[start Supplied material]
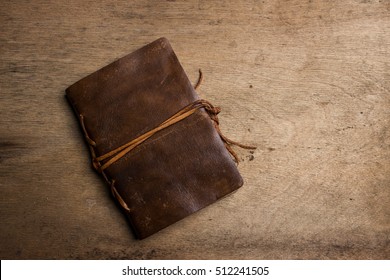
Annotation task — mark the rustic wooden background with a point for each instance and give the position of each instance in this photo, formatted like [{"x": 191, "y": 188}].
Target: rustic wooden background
[{"x": 306, "y": 81}]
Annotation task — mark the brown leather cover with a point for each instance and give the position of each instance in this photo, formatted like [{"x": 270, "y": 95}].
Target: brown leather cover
[{"x": 180, "y": 169}]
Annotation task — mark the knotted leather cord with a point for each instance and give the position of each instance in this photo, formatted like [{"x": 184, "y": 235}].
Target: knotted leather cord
[{"x": 185, "y": 112}]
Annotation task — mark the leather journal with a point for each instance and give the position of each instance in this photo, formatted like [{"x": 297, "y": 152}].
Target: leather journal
[{"x": 152, "y": 139}]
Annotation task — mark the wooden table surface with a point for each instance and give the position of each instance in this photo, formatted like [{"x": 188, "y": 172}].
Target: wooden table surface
[{"x": 307, "y": 82}]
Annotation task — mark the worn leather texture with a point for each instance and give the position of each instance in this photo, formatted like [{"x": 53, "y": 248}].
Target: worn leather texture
[{"x": 180, "y": 169}]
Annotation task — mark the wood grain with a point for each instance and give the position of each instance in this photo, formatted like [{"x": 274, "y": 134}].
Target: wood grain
[{"x": 306, "y": 81}]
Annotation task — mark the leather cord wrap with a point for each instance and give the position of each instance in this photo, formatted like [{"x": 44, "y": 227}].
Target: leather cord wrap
[
  {"x": 114, "y": 155},
  {"x": 102, "y": 162}
]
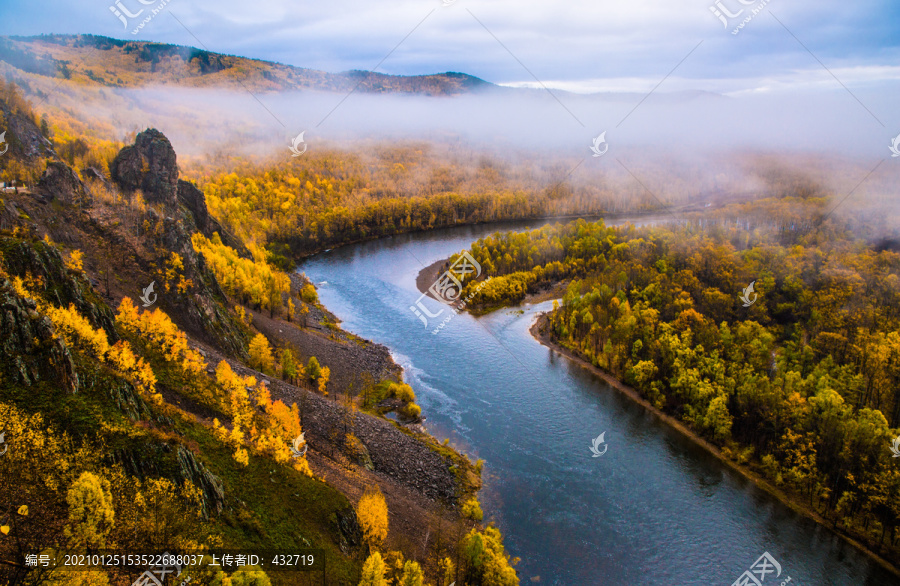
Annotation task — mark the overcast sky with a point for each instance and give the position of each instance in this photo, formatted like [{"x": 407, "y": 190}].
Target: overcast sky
[{"x": 579, "y": 45}]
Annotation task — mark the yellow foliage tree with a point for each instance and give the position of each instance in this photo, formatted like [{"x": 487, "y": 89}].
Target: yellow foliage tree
[
  {"x": 373, "y": 518},
  {"x": 373, "y": 571},
  {"x": 91, "y": 514},
  {"x": 261, "y": 354}
]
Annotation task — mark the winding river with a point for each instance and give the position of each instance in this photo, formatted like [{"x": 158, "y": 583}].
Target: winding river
[{"x": 654, "y": 509}]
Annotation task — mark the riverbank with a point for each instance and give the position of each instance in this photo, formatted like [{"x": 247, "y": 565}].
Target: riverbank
[
  {"x": 541, "y": 332},
  {"x": 423, "y": 481}
]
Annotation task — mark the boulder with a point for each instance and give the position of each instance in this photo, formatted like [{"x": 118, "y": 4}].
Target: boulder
[{"x": 149, "y": 165}]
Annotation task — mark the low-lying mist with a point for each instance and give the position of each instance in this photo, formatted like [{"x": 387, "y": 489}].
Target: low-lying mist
[{"x": 688, "y": 146}]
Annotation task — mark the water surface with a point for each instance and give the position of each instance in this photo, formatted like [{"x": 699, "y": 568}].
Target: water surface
[{"x": 654, "y": 509}]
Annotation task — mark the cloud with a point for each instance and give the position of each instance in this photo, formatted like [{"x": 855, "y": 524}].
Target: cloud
[{"x": 575, "y": 43}]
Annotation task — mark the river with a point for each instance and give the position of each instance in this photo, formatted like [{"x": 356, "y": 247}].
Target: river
[{"x": 654, "y": 509}]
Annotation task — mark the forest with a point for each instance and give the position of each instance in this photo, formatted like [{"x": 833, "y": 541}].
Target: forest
[
  {"x": 798, "y": 378},
  {"x": 123, "y": 431}
]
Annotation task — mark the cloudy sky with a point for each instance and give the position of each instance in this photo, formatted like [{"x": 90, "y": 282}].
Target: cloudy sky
[{"x": 578, "y": 45}]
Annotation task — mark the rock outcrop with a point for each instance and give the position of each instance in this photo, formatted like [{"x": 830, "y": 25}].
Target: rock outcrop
[
  {"x": 31, "y": 351},
  {"x": 150, "y": 165}
]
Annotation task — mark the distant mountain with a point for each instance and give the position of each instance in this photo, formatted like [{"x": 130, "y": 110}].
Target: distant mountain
[{"x": 129, "y": 64}]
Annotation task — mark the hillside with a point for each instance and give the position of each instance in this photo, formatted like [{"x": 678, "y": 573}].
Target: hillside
[
  {"x": 132, "y": 64},
  {"x": 169, "y": 413}
]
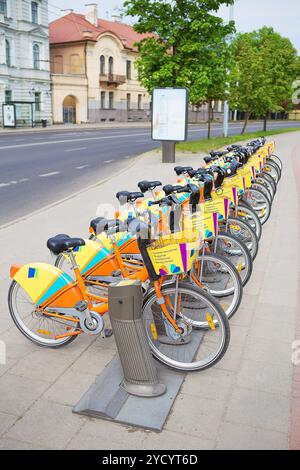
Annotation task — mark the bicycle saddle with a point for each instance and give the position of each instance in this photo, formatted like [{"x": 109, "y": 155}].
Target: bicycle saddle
[
  {"x": 101, "y": 224},
  {"x": 61, "y": 243},
  {"x": 148, "y": 185},
  {"x": 126, "y": 196},
  {"x": 169, "y": 189},
  {"x": 180, "y": 170},
  {"x": 209, "y": 159},
  {"x": 217, "y": 153}
]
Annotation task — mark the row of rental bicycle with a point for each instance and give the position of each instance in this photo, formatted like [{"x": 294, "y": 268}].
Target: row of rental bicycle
[{"x": 191, "y": 246}]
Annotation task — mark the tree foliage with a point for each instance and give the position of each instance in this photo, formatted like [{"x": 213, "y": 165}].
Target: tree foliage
[
  {"x": 186, "y": 45},
  {"x": 265, "y": 67}
]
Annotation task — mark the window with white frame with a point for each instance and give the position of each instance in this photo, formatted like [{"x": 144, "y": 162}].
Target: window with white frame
[
  {"x": 34, "y": 12},
  {"x": 3, "y": 7},
  {"x": 111, "y": 100},
  {"x": 36, "y": 56},
  {"x": 102, "y": 65},
  {"x": 7, "y": 53},
  {"x": 102, "y": 99}
]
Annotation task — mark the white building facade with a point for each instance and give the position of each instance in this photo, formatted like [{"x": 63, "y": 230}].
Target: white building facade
[{"x": 24, "y": 59}]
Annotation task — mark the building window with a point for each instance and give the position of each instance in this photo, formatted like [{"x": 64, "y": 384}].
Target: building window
[
  {"x": 102, "y": 65},
  {"x": 37, "y": 101},
  {"x": 36, "y": 56},
  {"x": 58, "y": 64},
  {"x": 140, "y": 102},
  {"x": 128, "y": 69},
  {"x": 34, "y": 12},
  {"x": 111, "y": 100},
  {"x": 102, "y": 101},
  {"x": 8, "y": 96},
  {"x": 7, "y": 53},
  {"x": 75, "y": 63},
  {"x": 3, "y": 7},
  {"x": 111, "y": 66},
  {"x": 128, "y": 98}
]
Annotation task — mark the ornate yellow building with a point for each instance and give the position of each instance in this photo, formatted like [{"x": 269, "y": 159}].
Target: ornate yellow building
[end Supplied material]
Direction =
Reproduce the records above character for character, beginning at the line that contains "Annotation task — mark the building" and continuing through the last line of the records.

Final answer =
Annotation task — mark the building window with a point for each instance and give the position of each instance in this photo, formatted like [{"x": 64, "y": 384}].
Target: building window
[
  {"x": 102, "y": 65},
  {"x": 37, "y": 101},
  {"x": 36, "y": 56},
  {"x": 58, "y": 64},
  {"x": 140, "y": 102},
  {"x": 128, "y": 69},
  {"x": 34, "y": 12},
  {"x": 111, "y": 100},
  {"x": 102, "y": 101},
  {"x": 8, "y": 96},
  {"x": 7, "y": 53},
  {"x": 75, "y": 63},
  {"x": 3, "y": 7},
  {"x": 111, "y": 66},
  {"x": 128, "y": 98}
]
Annotation task — mark the ornate yellow building with a point for each instance and give the position of each instance in this photo, formatted like [{"x": 269, "y": 159}].
Target: ornate yellow building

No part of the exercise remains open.